TASK INSTRUCTIONS | Rewrite every line of the listing below, requests included, and raise both the x and y coordinates of each answer point by 64. Leave the requests and their sample shapes unchanged.

[The listing]

↓

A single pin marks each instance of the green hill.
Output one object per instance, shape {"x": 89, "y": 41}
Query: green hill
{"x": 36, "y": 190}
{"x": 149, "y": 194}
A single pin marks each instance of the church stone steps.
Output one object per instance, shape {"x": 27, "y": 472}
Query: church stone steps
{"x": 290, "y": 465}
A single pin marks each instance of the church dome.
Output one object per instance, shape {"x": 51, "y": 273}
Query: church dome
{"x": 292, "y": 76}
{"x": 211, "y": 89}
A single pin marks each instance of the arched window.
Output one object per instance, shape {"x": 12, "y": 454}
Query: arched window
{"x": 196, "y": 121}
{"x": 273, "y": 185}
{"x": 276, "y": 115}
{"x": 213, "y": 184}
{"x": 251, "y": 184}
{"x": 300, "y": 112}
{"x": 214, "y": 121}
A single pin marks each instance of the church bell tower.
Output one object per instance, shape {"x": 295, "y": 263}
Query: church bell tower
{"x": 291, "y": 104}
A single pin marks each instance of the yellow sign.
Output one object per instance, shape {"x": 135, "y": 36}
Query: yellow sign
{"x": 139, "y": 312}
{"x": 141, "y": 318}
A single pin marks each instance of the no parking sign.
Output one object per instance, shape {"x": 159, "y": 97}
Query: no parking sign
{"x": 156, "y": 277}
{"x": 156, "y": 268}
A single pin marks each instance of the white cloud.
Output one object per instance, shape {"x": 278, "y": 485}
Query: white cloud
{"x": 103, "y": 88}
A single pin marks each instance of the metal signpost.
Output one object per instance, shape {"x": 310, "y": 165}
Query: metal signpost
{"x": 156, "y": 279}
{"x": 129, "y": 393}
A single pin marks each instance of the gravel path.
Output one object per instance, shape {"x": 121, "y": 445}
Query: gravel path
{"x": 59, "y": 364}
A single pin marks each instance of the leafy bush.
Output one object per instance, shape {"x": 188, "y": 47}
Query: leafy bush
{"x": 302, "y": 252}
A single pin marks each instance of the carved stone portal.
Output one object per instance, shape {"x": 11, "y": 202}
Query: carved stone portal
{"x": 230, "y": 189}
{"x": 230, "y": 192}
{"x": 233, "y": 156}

↑

THE OUTPUT |
A single pin marks each instance of the green hill.
Output one object per instance, shape {"x": 89, "y": 41}
Query: green hill
{"x": 100, "y": 254}
{"x": 213, "y": 258}
A single pin marks each instance of the church stone steps.
Output one object per instance, shape {"x": 27, "y": 472}
Query: church stone steps
{"x": 354, "y": 529}
A single pin marks each instance of the church dome.
Output one object per instance, shape {"x": 51, "y": 273}
Query: church dome
{"x": 356, "y": 140}
{"x": 275, "y": 153}
A single pin marks each instance of the arched window.
Output one object per instance, shape {"x": 12, "y": 454}
Query: arched window
{"x": 260, "y": 185}
{"x": 337, "y": 249}
{"x": 340, "y": 179}
{"x": 277, "y": 248}
{"x": 315, "y": 248}
{"x": 364, "y": 176}
{"x": 278, "y": 185}
A single pin marks each instance of the church bell tower.
Output one object per instance, shape {"x": 295, "y": 263}
Query: church bell tower
{"x": 355, "y": 168}
A single pin marks each instance of the yellow sign.
Output one object per instance, shape {"x": 135, "y": 36}
Query: yellow sign
{"x": 203, "y": 376}
{"x": 205, "y": 382}
A single pin marks each instance of the no parking sign.
Output one object per instance, shape {"x": 159, "y": 97}
Query: no parking sign
{"x": 220, "y": 341}
{"x": 220, "y": 332}
A single pin marks each instance of the white cloud.
Output one object per instance, shape {"x": 278, "y": 485}
Query: white cloud
{"x": 167, "y": 152}
A single pin marks each instance of the metal signpost.
Output one object per instance, shape {"x": 310, "y": 165}
Query: metal signpost
{"x": 220, "y": 343}
{"x": 193, "y": 457}
A single pin marks each instance of the gravel path.
Output one object per instance, shape {"x": 121, "y": 445}
Query: gravel path
{"x": 123, "y": 428}
A single pin marks each instance of the leafy bush.
Output one object per instance, shape {"x": 188, "y": 47}
Query: leafy bush
{"x": 366, "y": 316}
A single pin marks each instance of the carved stone portal.
Output one object per instance, shape {"x": 11, "y": 202}
Query: carved stone portal
{"x": 294, "y": 253}
{"x": 294, "y": 256}
{"x": 297, "y": 220}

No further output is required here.